PROBLEM DETAILS. Will you print the material below without altering a single character?

INFORMATION SUPPLIED.
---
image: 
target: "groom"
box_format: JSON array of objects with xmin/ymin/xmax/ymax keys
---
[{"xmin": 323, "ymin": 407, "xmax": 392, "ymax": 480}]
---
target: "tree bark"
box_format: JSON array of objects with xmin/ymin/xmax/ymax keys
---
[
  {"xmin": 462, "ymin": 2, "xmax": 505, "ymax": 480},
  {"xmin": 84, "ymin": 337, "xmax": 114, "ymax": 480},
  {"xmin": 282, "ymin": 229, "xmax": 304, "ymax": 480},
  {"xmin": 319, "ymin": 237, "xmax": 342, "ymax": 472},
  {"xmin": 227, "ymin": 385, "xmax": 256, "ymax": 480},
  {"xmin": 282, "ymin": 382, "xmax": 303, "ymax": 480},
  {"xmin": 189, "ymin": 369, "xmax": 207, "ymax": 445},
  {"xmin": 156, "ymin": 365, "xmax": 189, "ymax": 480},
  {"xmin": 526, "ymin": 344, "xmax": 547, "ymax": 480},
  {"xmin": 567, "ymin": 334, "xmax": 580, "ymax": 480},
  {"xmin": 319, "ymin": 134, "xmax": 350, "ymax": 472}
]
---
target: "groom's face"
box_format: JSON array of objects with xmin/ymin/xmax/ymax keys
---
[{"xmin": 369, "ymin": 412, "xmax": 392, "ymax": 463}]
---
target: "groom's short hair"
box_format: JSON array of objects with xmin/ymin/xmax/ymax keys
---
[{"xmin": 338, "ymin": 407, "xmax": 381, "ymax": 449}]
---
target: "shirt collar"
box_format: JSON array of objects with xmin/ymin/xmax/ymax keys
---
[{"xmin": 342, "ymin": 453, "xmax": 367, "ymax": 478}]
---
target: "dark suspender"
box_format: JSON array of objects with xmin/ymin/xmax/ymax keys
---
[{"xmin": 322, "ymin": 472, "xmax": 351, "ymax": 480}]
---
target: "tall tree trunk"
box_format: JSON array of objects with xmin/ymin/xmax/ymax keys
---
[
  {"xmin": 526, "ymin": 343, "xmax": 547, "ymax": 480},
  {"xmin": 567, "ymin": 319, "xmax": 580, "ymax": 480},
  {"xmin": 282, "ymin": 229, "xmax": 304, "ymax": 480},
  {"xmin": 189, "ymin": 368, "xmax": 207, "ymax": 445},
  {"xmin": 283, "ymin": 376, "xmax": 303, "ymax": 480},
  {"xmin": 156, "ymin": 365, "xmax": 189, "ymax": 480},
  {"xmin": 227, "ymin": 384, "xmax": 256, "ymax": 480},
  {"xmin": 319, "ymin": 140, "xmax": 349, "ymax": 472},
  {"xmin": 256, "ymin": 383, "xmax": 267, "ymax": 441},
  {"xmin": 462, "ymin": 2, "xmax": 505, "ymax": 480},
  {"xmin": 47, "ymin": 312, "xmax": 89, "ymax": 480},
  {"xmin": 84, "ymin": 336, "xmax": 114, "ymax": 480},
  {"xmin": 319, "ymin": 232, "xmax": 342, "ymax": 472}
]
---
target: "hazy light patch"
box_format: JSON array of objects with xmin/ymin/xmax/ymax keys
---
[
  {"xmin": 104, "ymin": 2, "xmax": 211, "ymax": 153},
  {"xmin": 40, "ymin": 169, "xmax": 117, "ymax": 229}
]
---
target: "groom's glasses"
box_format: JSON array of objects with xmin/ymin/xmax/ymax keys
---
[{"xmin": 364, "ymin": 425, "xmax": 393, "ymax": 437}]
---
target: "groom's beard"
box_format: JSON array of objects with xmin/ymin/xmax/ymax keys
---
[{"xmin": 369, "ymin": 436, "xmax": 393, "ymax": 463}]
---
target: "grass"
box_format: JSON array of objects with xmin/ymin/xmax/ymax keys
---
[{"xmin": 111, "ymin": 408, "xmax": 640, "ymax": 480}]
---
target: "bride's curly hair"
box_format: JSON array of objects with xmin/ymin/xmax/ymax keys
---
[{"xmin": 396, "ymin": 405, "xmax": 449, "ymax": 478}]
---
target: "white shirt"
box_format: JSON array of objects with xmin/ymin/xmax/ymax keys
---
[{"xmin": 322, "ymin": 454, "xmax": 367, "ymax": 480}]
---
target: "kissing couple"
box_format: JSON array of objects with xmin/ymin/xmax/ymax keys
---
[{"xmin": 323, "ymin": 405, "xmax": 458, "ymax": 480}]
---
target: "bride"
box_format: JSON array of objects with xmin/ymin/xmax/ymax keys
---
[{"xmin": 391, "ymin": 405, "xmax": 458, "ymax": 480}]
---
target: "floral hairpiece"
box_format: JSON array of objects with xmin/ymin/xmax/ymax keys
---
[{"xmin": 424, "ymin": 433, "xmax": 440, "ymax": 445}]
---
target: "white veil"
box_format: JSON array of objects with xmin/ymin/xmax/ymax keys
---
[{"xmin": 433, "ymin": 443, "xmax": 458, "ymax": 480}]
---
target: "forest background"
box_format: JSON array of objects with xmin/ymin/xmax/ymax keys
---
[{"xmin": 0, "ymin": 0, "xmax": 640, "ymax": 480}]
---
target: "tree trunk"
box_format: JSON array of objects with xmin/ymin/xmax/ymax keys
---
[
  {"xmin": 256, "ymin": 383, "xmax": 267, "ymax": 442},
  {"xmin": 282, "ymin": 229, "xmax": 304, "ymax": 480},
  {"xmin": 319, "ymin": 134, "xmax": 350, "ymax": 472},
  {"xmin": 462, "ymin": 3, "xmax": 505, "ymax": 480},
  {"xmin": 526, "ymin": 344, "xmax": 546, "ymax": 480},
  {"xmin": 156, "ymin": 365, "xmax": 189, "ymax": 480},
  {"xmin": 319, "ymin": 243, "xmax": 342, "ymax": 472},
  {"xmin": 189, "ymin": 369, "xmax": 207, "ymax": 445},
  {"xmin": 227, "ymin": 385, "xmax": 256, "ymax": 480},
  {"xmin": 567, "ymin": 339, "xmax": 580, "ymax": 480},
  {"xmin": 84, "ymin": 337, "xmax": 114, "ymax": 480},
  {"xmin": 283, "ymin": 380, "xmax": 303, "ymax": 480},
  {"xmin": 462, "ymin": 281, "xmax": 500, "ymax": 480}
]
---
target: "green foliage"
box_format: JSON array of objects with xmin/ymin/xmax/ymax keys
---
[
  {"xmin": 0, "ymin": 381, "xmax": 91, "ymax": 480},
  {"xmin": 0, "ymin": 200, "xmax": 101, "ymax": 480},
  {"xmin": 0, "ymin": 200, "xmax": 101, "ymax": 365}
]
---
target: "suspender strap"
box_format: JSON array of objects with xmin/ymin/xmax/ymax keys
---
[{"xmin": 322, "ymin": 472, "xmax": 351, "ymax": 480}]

CORRECT ANSWER.
---
image: 
target: "groom"
box_format: JSON array of objects with xmin/ymin/xmax/ymax keys
---
[{"xmin": 323, "ymin": 407, "xmax": 392, "ymax": 480}]
---
target: "tree bark"
box_format: JSON array of objects with xmin/ymin/xmax/ymax keys
---
[
  {"xmin": 462, "ymin": 2, "xmax": 505, "ymax": 480},
  {"xmin": 84, "ymin": 337, "xmax": 114, "ymax": 480},
  {"xmin": 282, "ymin": 229, "xmax": 304, "ymax": 480},
  {"xmin": 319, "ymin": 237, "xmax": 342, "ymax": 472},
  {"xmin": 227, "ymin": 385, "xmax": 256, "ymax": 480},
  {"xmin": 282, "ymin": 382, "xmax": 303, "ymax": 480},
  {"xmin": 189, "ymin": 369, "xmax": 207, "ymax": 445},
  {"xmin": 156, "ymin": 365, "xmax": 189, "ymax": 480},
  {"xmin": 526, "ymin": 344, "xmax": 547, "ymax": 480},
  {"xmin": 567, "ymin": 334, "xmax": 580, "ymax": 480},
  {"xmin": 319, "ymin": 134, "xmax": 350, "ymax": 472}
]
---
target: "groom's face"
box_format: JSON array of objects with xmin/ymin/xmax/ymax keys
---
[{"xmin": 369, "ymin": 412, "xmax": 392, "ymax": 463}]
---
target: "groom's short hair"
box_format: JSON array of objects with xmin/ymin/xmax/ymax keys
---
[{"xmin": 338, "ymin": 407, "xmax": 381, "ymax": 449}]
---
target: "shirt collar"
box_format: JSON array of objects with xmin/ymin/xmax/ymax keys
---
[{"xmin": 342, "ymin": 453, "xmax": 367, "ymax": 478}]
---
target: "dark suspender"
box_format: JSON array of objects with xmin/ymin/xmax/ymax keys
---
[{"xmin": 322, "ymin": 472, "xmax": 351, "ymax": 480}]
---
target: "tall tree trunk"
box_format: JSON array of objects with xmin/ymin/xmax/ymax keys
---
[
  {"xmin": 526, "ymin": 343, "xmax": 547, "ymax": 480},
  {"xmin": 567, "ymin": 319, "xmax": 580, "ymax": 480},
  {"xmin": 282, "ymin": 229, "xmax": 304, "ymax": 480},
  {"xmin": 189, "ymin": 368, "xmax": 207, "ymax": 445},
  {"xmin": 283, "ymin": 376, "xmax": 303, "ymax": 480},
  {"xmin": 156, "ymin": 365, "xmax": 189, "ymax": 480},
  {"xmin": 227, "ymin": 384, "xmax": 256, "ymax": 480},
  {"xmin": 319, "ymin": 140, "xmax": 349, "ymax": 472},
  {"xmin": 256, "ymin": 383, "xmax": 267, "ymax": 441},
  {"xmin": 462, "ymin": 2, "xmax": 505, "ymax": 480},
  {"xmin": 47, "ymin": 312, "xmax": 89, "ymax": 480},
  {"xmin": 84, "ymin": 336, "xmax": 114, "ymax": 480},
  {"xmin": 319, "ymin": 232, "xmax": 342, "ymax": 472}
]
---
target: "hazy light patch"
box_format: JSON array of objects with xmin/ymin/xmax/ymax keys
---
[
  {"xmin": 104, "ymin": 2, "xmax": 211, "ymax": 153},
  {"xmin": 40, "ymin": 169, "xmax": 117, "ymax": 229}
]
---
target: "groom's glasses"
box_format: JSON array of objects with xmin/ymin/xmax/ymax keys
---
[{"xmin": 364, "ymin": 425, "xmax": 393, "ymax": 437}]
---
target: "groom's beard"
box_format: JSON array of objects with xmin/ymin/xmax/ymax keys
---
[{"xmin": 369, "ymin": 436, "xmax": 393, "ymax": 463}]
---
target: "grass"
box_format: JSON array of objects with xmin/ymin/xmax/ymax keys
---
[{"xmin": 111, "ymin": 408, "xmax": 640, "ymax": 480}]
---
target: "bride's curly hair"
box_format: JSON array of objects with xmin/ymin/xmax/ymax keys
---
[{"xmin": 396, "ymin": 405, "xmax": 449, "ymax": 478}]
---
target: "white shirt"
box_format: JSON array of objects with xmin/ymin/xmax/ymax keys
---
[{"xmin": 322, "ymin": 454, "xmax": 367, "ymax": 480}]
---
target: "kissing couple"
box_format: JSON array of objects with xmin/ymin/xmax/ymax keys
---
[{"xmin": 323, "ymin": 405, "xmax": 458, "ymax": 480}]
---
target: "bride"
box_format: JSON array of objects with xmin/ymin/xmax/ymax keys
---
[{"xmin": 391, "ymin": 405, "xmax": 458, "ymax": 480}]
---
target: "floral hairpiece"
box_format: JSON array of objects with xmin/ymin/xmax/ymax keys
---
[{"xmin": 424, "ymin": 433, "xmax": 440, "ymax": 445}]
---
target: "white veil"
box_format: JSON array of objects with xmin/ymin/xmax/ymax keys
---
[{"xmin": 433, "ymin": 443, "xmax": 458, "ymax": 480}]
---
target: "forest background"
box_format: JSON array of objects with xmin/ymin/xmax/ymax keys
---
[{"xmin": 0, "ymin": 0, "xmax": 640, "ymax": 480}]
---
target: "tree trunk"
box_format: JSON array of objects with xmin/ymin/xmax/ymax keys
---
[
  {"xmin": 256, "ymin": 383, "xmax": 267, "ymax": 442},
  {"xmin": 282, "ymin": 229, "xmax": 304, "ymax": 480},
  {"xmin": 319, "ymin": 134, "xmax": 350, "ymax": 472},
  {"xmin": 462, "ymin": 3, "xmax": 505, "ymax": 480},
  {"xmin": 526, "ymin": 344, "xmax": 546, "ymax": 480},
  {"xmin": 156, "ymin": 365, "xmax": 189, "ymax": 480},
  {"xmin": 319, "ymin": 243, "xmax": 342, "ymax": 472},
  {"xmin": 189, "ymin": 369, "xmax": 207, "ymax": 445},
  {"xmin": 227, "ymin": 385, "xmax": 256, "ymax": 480},
  {"xmin": 567, "ymin": 339, "xmax": 580, "ymax": 480},
  {"xmin": 84, "ymin": 337, "xmax": 114, "ymax": 480},
  {"xmin": 283, "ymin": 380, "xmax": 303, "ymax": 480},
  {"xmin": 462, "ymin": 281, "xmax": 500, "ymax": 480}
]
---
target: "green foliage"
box_format: JSON array of objects with xmin/ymin/xmax/ymax keys
---
[
  {"xmin": 0, "ymin": 381, "xmax": 91, "ymax": 480},
  {"xmin": 0, "ymin": 200, "xmax": 101, "ymax": 480},
  {"xmin": 0, "ymin": 200, "xmax": 101, "ymax": 365}
]
---
target: "suspender strap"
box_format: JSON array of objects with xmin/ymin/xmax/ymax keys
---
[{"xmin": 322, "ymin": 472, "xmax": 351, "ymax": 480}]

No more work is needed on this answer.